*Fuente*
Hacemos la misma constatación remitiéndonos a los datos escriturarios. Si quisiéramos considerar los testimonios de las Escrituras haciendo abstracción de la devoción de la Iglesia hacia la Madre de Dios, estaríamos reducidos a algunos pasajes del Nuevo Testamento relativos a María, la Madre de Jesús, con una sola referencia directa al Antiguo Testamento: la profecía de Isaías sobre el nacimiento virginal del Mesías. En cambio, si consideramos las Escrituras a través de dicha devoción o, por utilizar el término exacto, en la Tradición de la Iglesia, los libros sagrados del Antiguo y Nuevo Testamento nos proporcionan textos innumerables que la Iglesia utiliza para glorificar a la Madre de Dios.

Algunos pasajes de los Evangelios, considerados con los ojos externos, fuera de la Tradición de la Iglesia, parecen contradecir de una manera flagrante dicha glorificación extrema, dicha veneración que no tiene límites. Citamos dos ejemplos. Cristo, rindiendo testimonio de san Juan Bautista, lo llama el más grande entre los que han nacido de mujer (Mt. 11, 11; Lc. 7, 28). Es, pues, a él, y no a María, que convendría el primer lugar entre los seres humanos. En efecto, encontramos al Bautista con la Madre de Dios, al lado del Señor, en los iconos bizantinos de la deisis. Sin embargo, es necesario remarcar que jamás la Iglesia ha exaltado a san Juan el Precursor más allá de los serafines, ni colocado su icono en el mismo rango que el de Cristo, a los dos costados del altar, como lo hace con el icono de la Madre de Dios.

Otro pasaje del Evangelio nos muestra a Cristo oponiéndose públicamente a la glorificación de su Madre. En efecto, a la exclamación de una mujer en la multitud: ¡Feliz el seno que te ha llevado y los pechos que te han amamantado! Él respondió: Felices más bien aquellos que escuchan la palabra de Dios y la guardan (Lc. 11, 27-28). Sin embargo, es justamente este pasaje de san Lucas, que parece rebajar el hecho de la maternidad divina de la Virgen ante la calidad de aquellos que reciben y guardan la Revelación, es este texto del Evangelio el que es leído solemnemente durante las fiestas de la Madre de Dios, como si, bajo una forma aparentemente negativa, encerrara una glorificación tanto más grande.

La Madre de Dios y la Tradición.

Nos encontramos de nuevo ante la imposibilidad de separar el dogma y la vida de la Iglesia, la Escritura y la Tradición. El dogma cristológico nos obliga a reconocer la maternidad divina de la Virgen. El testimonio escriturario nos enseña que la gloria de la Madre de Dios no reside únicamente en una maternidad corporal, en el hecho de haber dado a luz y alimentado al Verbo encarnado. Finalmente, la Tradición de la Iglesia –memoria sagrada de aquellos “escuchan y guardan” las palabras de la Revelación- da a la Iglesia esa seguridad con la cual exalta a la Madre de Dios, asignándole una gloria ilimitada.

Fuera de la Tradición de la Iglesia, la teología quedará muda al respecto y no sabrá justificar dicha gloria sorprendente. Es por ello que las comunidades cristianas que rechazan toda noción de Tradición permanecerán también ajenas al culto de la Madre de Dios.

*Líneas guardadas*
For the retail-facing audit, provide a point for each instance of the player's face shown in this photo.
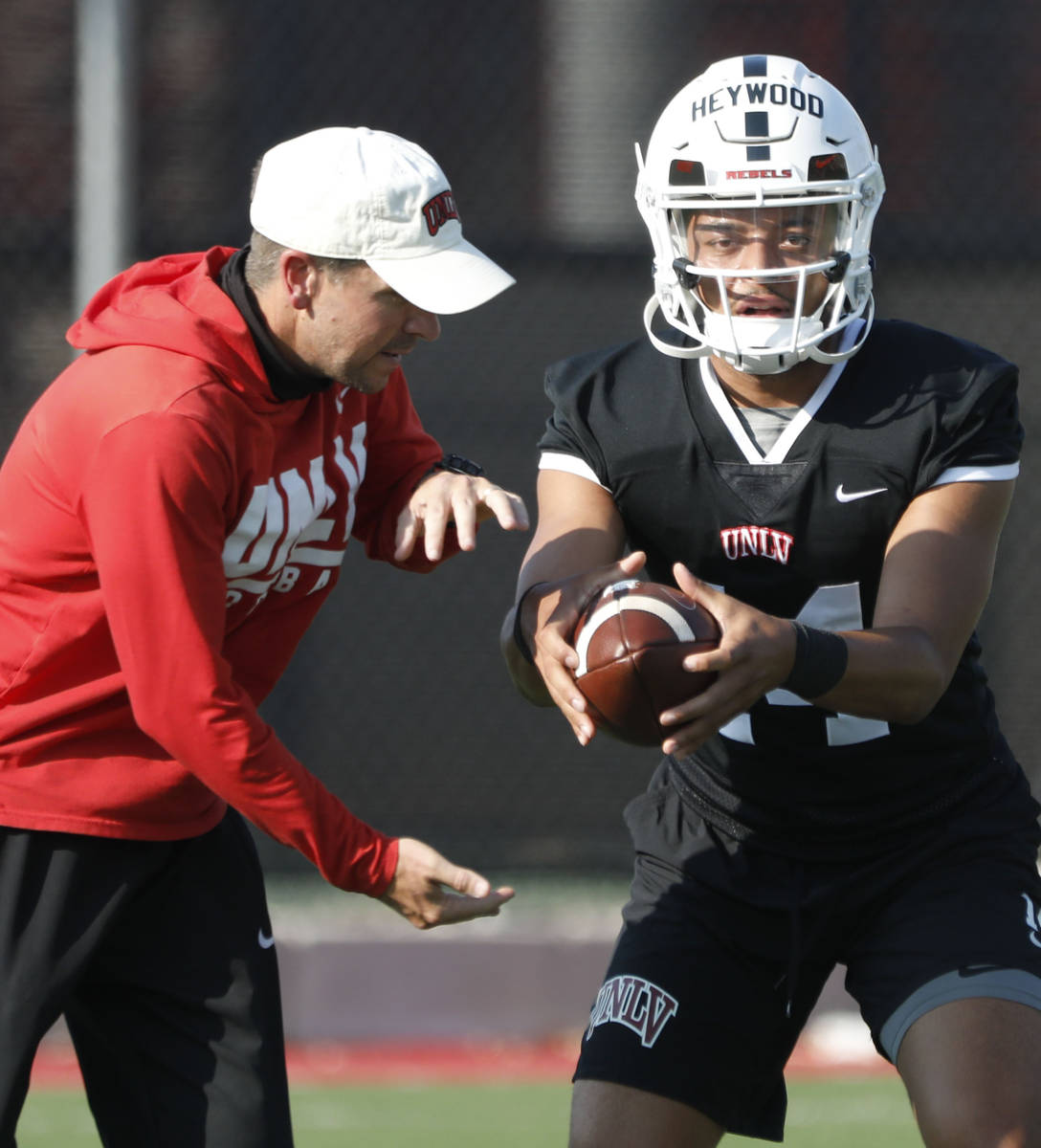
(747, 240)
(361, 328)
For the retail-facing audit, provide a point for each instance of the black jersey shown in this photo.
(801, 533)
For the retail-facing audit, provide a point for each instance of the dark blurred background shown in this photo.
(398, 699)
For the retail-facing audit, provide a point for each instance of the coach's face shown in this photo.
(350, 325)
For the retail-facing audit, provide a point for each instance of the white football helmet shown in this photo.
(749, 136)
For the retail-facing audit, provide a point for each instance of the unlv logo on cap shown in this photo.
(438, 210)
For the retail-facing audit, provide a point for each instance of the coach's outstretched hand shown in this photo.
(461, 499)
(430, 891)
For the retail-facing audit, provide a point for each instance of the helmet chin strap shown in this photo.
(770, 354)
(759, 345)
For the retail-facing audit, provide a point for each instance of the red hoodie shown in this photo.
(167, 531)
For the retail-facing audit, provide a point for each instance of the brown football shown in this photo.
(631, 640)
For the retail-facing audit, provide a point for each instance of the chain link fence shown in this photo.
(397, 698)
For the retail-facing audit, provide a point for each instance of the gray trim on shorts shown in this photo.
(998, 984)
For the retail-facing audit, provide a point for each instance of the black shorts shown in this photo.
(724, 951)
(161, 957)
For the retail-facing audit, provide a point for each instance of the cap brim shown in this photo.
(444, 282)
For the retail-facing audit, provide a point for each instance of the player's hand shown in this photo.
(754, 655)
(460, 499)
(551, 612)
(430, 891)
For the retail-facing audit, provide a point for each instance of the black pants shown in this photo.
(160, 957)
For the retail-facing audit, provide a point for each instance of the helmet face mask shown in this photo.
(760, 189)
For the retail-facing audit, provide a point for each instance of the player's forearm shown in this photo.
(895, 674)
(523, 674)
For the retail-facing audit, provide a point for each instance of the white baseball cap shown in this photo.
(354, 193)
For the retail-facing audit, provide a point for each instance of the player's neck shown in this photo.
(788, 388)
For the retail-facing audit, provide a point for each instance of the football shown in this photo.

*Tareas escritas*
a) Según el texto sobre la Madre de Dios, ¿qué pasaje del Evangelio se lee solemnemente durante las fiestas de la Madre de Dios?
b) Enumera todas las referencias bíblicas con capítulo y versículo que cita el texto sobre la Madre de Dios.
c) Reproduce, por favor, el fragmento del texto sobre la Madre de Dios que empieza en "Nos encontramos de" y termina en "una gloria ilimitada.".

*Respuestas a ejercicios*
a) El pasaje de san Lucas (Lc. 11, 27-28) en que Cristo responde: "Felices más bien aquellos que escuchan la palabra de Dios y la guardan".

b) Mt. 11, 11; Lc. 7, 28; Lc. 11, 27-28

c)
Nos encontramos de nuevo ante la imposibilidad de separar el dogma y la vida de la Iglesia, la Escritura y la Tradición. El dogma cristológico nos obliga a reconocer la maternidad divina de la Virgen. El testimonio escriturario nos enseña que la gloria de la Madre de Dios no reside únicamente en una maternidad corporal, en el hecho de haber dado a luz y alimentado al Verbo encarnado. Finalmente, la Tradición de la Iglesia –memoria sagrada de aquellos “escuchan y guardan” las palabras de la Revelación- da a la Iglesia esa seguridad con la cual exalta a la Madre de Dios, asignándole una gloria ilimitada.